* _TASK DESCRIPTION_:
Could you return the full listing, every line exactly as given?

* _RECORD EXCERPTS_:
|---|

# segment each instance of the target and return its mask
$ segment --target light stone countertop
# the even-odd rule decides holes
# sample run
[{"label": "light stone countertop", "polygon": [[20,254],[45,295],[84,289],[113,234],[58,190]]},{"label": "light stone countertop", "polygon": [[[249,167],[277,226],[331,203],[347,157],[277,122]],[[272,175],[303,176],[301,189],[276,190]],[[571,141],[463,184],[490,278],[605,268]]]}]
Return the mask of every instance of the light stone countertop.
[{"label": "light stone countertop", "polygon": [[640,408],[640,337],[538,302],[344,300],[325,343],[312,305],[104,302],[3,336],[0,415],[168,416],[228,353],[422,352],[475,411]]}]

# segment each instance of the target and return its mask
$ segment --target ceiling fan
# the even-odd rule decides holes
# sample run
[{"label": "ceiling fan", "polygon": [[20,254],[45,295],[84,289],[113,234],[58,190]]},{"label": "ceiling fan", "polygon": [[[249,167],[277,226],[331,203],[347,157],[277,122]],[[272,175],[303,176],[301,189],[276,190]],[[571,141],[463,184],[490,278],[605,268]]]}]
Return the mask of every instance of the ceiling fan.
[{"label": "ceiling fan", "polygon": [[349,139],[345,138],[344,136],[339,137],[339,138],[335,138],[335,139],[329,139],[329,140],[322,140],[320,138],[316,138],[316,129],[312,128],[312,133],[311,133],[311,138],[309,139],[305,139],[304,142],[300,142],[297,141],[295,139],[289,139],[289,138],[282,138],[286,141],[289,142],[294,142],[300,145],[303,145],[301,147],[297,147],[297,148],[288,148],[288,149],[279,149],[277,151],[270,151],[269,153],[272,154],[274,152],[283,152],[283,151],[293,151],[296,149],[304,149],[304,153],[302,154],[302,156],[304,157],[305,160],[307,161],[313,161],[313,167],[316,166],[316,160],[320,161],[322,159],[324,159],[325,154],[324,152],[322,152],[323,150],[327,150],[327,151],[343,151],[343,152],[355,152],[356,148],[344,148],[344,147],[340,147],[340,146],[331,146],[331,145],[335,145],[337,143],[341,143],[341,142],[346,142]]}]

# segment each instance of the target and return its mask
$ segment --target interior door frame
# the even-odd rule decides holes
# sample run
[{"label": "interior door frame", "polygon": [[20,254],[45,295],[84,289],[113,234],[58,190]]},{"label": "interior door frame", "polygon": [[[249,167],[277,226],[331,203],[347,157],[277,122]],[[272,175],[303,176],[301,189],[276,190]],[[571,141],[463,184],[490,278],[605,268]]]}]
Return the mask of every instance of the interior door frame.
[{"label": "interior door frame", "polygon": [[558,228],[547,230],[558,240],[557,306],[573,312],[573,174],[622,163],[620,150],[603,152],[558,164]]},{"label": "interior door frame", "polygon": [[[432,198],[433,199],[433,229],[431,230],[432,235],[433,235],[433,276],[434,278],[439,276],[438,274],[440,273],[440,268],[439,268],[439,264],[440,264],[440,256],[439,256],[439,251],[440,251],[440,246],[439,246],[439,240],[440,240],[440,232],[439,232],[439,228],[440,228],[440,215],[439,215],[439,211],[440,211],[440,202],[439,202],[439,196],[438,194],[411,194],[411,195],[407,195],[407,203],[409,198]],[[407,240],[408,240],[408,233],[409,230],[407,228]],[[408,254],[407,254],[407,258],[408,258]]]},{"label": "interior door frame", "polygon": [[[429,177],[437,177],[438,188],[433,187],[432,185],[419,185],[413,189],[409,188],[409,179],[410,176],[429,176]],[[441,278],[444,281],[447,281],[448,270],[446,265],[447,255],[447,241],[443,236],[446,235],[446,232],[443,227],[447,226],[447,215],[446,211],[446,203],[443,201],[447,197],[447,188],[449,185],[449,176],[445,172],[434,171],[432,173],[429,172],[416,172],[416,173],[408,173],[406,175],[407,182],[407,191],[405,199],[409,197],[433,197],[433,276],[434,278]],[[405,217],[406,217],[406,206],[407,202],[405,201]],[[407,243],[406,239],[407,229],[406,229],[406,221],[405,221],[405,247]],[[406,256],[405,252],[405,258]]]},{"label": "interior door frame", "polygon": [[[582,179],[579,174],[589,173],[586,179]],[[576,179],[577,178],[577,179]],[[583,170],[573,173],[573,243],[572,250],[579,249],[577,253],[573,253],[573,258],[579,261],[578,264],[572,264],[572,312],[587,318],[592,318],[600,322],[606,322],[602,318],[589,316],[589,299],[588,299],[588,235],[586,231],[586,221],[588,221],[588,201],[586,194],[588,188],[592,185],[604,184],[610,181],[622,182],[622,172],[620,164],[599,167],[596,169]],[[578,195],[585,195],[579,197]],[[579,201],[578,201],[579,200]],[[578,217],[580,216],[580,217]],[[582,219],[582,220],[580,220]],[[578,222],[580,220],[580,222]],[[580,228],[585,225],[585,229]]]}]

|---|

* _THE COMPLETED TASK_:
# segment each instance of the target and return its mask
$ segment --target light stone countertop
# the even-odd rule decides holes
# sample run
[{"label": "light stone countertop", "polygon": [[20,254],[45,295],[84,289],[113,234],[58,190]]},{"label": "light stone countertop", "polygon": [[[249,167],[277,226],[331,203],[347,157],[277,122]],[[272,175],[303,176],[301,189],[276,190]],[[571,141],[463,184],[490,278],[605,268]]]}]
Return the mask of every instance of the light stone countertop.
[{"label": "light stone countertop", "polygon": [[640,408],[640,337],[538,302],[344,300],[325,343],[312,305],[104,302],[3,336],[0,415],[168,416],[228,353],[422,352],[475,411]]}]

# segment each instance of the target and return its mask
$ segment --target ceiling fan
# the even-odd rule decides holes
# sample run
[{"label": "ceiling fan", "polygon": [[20,254],[45,295],[84,289],[113,234],[58,190]]},{"label": "ceiling fan", "polygon": [[[249,167],[277,226],[331,203],[347,157],[277,122]],[[272,175],[303,176],[301,189],[276,190]],[[571,141],[463,184],[490,278],[605,268]]]}]
Return the mask of every instance of the ceiling fan.
[{"label": "ceiling fan", "polygon": [[349,139],[345,138],[344,136],[339,137],[339,138],[335,138],[335,139],[329,139],[329,140],[322,140],[320,138],[316,138],[316,129],[312,128],[312,133],[311,133],[311,138],[309,139],[305,139],[304,142],[300,142],[297,141],[295,139],[289,139],[289,138],[282,138],[286,141],[289,142],[294,142],[300,145],[303,145],[301,147],[297,147],[297,148],[288,148],[288,149],[279,149],[277,151],[270,151],[269,153],[272,154],[274,152],[283,152],[283,151],[293,151],[296,149],[304,149],[304,153],[302,154],[302,156],[304,157],[305,160],[307,161],[313,161],[313,167],[316,166],[316,160],[320,161],[322,159],[324,159],[325,154],[324,152],[322,152],[323,150],[327,150],[327,151],[343,151],[343,152],[355,152],[356,148],[344,148],[344,147],[340,147],[340,146],[331,146],[331,145],[335,145],[337,143],[341,143],[341,142],[346,142]]}]

# segment each instance of the target and return its mask
$ segment --target interior door frame
# the even-odd rule decides holes
# sample run
[{"label": "interior door frame", "polygon": [[20,254],[45,295],[84,289],[113,234],[58,190]]},{"label": "interior door frame", "polygon": [[[249,167],[277,226],[331,203],[347,157],[277,122]],[[272,175],[303,176],[301,189],[276,190]],[[571,141],[463,184],[490,278],[605,268]]]}]
Return the mask of every instance of the interior door frame.
[{"label": "interior door frame", "polygon": [[558,228],[547,230],[558,240],[557,306],[573,312],[573,174],[622,163],[620,150],[603,152],[558,164]]},{"label": "interior door frame", "polygon": [[[432,198],[433,199],[433,229],[431,230],[432,235],[433,235],[433,276],[434,278],[439,276],[438,274],[440,273],[440,268],[439,268],[439,264],[440,264],[440,256],[439,256],[439,251],[440,251],[440,246],[439,246],[439,240],[440,240],[440,232],[439,232],[439,228],[440,228],[440,215],[439,215],[439,211],[440,211],[440,202],[439,202],[439,196],[438,194],[411,194],[411,195],[407,195],[407,203],[409,198]],[[407,240],[408,240],[408,233],[409,230],[407,228]],[[408,254],[407,254],[407,258],[408,258]]]},{"label": "interior door frame", "polygon": [[[429,177],[437,177],[438,188],[433,187],[432,185],[419,185],[413,189],[409,188],[409,179],[410,176],[429,176]],[[441,278],[444,281],[447,281],[448,270],[446,265],[447,255],[447,241],[443,236],[446,235],[446,232],[443,227],[447,226],[447,215],[446,211],[446,203],[443,201],[447,197],[447,188],[449,185],[449,176],[445,172],[434,171],[432,173],[429,172],[416,172],[416,173],[408,173],[406,175],[407,182],[407,191],[405,199],[409,197],[433,197],[433,276],[434,278]],[[405,217],[406,217],[406,206],[407,202],[405,201]],[[407,243],[406,239],[407,229],[406,229],[406,221],[405,221],[405,247]],[[406,256],[405,252],[405,258]]]},{"label": "interior door frame", "polygon": [[[582,179],[579,174],[589,173],[586,179]],[[576,179],[577,178],[577,179]],[[583,170],[573,173],[573,243],[572,250],[579,249],[577,253],[573,253],[573,258],[579,261],[578,264],[572,264],[572,312],[587,318],[592,318],[600,322],[606,322],[602,318],[589,316],[589,299],[588,299],[588,235],[586,231],[586,221],[588,221],[588,201],[586,194],[588,188],[592,185],[604,184],[610,181],[622,182],[622,172],[620,164],[599,167],[596,169]],[[578,195],[585,195],[579,197]],[[579,201],[578,201],[579,200]],[[578,217],[580,216],[580,217]],[[582,219],[582,220],[580,220]],[[578,222],[580,220],[580,222]],[[580,228],[585,225],[585,229]]]}]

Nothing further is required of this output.